- WRITTEN EXERCISE
Return every line of the material exactly.

- PROVIDED MATERIAL
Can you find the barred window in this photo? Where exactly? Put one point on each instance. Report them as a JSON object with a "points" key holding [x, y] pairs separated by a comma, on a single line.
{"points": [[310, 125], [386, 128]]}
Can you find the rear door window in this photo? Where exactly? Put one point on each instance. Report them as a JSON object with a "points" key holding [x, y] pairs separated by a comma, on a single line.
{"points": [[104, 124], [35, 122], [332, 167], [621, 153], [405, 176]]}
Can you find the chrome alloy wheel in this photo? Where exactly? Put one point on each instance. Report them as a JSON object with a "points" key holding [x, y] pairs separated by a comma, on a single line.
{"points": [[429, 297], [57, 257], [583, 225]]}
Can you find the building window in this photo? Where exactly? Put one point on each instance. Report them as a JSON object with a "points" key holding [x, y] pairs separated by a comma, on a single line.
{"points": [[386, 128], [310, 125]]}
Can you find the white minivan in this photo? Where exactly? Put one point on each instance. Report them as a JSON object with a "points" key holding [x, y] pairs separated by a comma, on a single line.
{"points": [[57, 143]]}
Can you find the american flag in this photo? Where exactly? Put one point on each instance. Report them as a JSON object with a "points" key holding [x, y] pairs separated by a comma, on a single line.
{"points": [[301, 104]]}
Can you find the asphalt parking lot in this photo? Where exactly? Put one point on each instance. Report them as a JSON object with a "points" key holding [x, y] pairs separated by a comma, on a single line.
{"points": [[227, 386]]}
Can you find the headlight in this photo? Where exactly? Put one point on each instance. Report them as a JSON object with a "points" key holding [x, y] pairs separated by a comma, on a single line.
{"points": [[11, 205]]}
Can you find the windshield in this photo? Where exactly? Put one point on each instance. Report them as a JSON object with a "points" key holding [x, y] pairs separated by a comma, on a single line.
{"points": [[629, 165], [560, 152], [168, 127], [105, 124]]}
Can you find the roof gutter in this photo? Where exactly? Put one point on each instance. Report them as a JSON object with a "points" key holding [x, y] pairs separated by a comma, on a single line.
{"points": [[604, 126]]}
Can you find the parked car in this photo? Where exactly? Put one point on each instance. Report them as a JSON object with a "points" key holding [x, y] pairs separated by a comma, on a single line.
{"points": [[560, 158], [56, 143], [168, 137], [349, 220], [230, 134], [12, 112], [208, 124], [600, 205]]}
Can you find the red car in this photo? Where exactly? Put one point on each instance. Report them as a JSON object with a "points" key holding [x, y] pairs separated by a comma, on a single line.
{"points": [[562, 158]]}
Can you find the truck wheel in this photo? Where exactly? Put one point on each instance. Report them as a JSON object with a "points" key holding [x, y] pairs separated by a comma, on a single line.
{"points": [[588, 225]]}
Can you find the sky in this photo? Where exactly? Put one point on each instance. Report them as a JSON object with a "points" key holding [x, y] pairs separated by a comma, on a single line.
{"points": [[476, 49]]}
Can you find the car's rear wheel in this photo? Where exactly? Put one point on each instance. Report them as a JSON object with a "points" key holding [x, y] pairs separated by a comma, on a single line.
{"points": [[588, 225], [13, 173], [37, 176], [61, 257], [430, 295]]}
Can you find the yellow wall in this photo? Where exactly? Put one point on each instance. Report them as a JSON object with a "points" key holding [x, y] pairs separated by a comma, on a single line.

- SOLUTION FOR THIS EXERCISE
Can you find the barred window in this photo? Where exactly? Put one point on each instance. Report them as a JSON object with a "points" key holding [x, y] pairs separated by a comma, on a single line.
{"points": [[310, 125], [386, 128]]}
Can you find the rear door window in this photo? Where exactly? Put one point on each instance. Report them as a JSON object with a "points" key holding [x, y] pairs separated by a comma, on a single line.
{"points": [[104, 124], [35, 122], [332, 167], [621, 153], [405, 176]]}
Can you find the chrome alloy wheel in this photo? Where exactly? Put one point on each instance. Report them as a JSON object with a "points" key holding [x, y] pairs separated by a comma, on a single line.
{"points": [[429, 297], [57, 257], [583, 225]]}
Can you find the building window in this photo? Where exactly? Put one point on each instance. Report them as a JSON object with a "points" key holding [x, y] pairs separated by a comma, on a single line.
{"points": [[386, 128], [310, 125]]}
Can you find the white minivan in this photo? Where exactly? Put one point on each instance. Report them as a JSON object with a "points" key holding [x, y] pairs separated by a comma, on a single line.
{"points": [[57, 143]]}
Can you find the american flag in this photo? Where exactly? Put one point on each instance. Report them as a JSON object with a "points" key holding [x, y] pairs separated by a comma, on a single line.
{"points": [[301, 104]]}
Can you find the asphalt parking lot in this photo? Where exactly? Put one point on each instance. Report them as a JSON object with a "points" key holding [x, y] pairs separated by a comma, on a single line.
{"points": [[227, 386]]}
Can you find the headlight in this photo? Where exactly? Put one point on each instance. Report them as a JSON object with a "points" key holding [x, y] pairs separated by a comma, on a single line.
{"points": [[11, 205]]}
Can you find the windshield in this photo? Where exactly? Put one point on each instance. Report them as a JSON object with a "points" key holding [x, y] pairs separated by a comma, on a single line.
{"points": [[629, 165], [560, 152], [168, 127], [105, 124]]}
Can you find the roof gutter in this photo? Where exactly? Put one point on each instance. Report them as a JSON object with a "points" key holding [x, y] pairs separated by a comma, on a single line.
{"points": [[604, 126]]}
Can you find the parked car in this photo? Where exactly? Put one point on each instance. Report them as a JSON object with a "points" key holding [x, y] pairs separated by a comma, on a single line.
{"points": [[560, 158], [56, 143], [168, 137], [349, 220], [230, 134], [12, 112], [208, 124], [600, 205]]}
Can you find the red car in this photo? Where exactly? Put one point on each instance. Report them as a JSON object with a "points" key holding [x, y] pairs separated by a comma, on a single line.
{"points": [[562, 158]]}
Can you find the truck wheel in this photo? Where exactly? Put one point on each instance. Report them as a JSON object with a "points" key holding [x, y] pairs separated by a comma, on a single line.
{"points": [[588, 225]]}
Can you find the sky in this photo? Where exactly? Put one point on each instance. Report them as a JSON object with a "points" key holding [x, y] pairs separated by a comma, on a single line.
{"points": [[476, 49]]}
Can you find the car's rear wheel in this photo? Where exactly? Put one point on each instance. Report them as a JSON object with a "points" key holding [x, y] pairs separated by a comma, on a single line.
{"points": [[588, 225], [13, 173], [37, 176], [61, 257], [430, 295]]}
Can you find the yellow wall in this photo? Where exactly? Put one point on each instance. Report them as a JSON object with a "points" key holding [x, y] pairs separated by a comma, on a single line.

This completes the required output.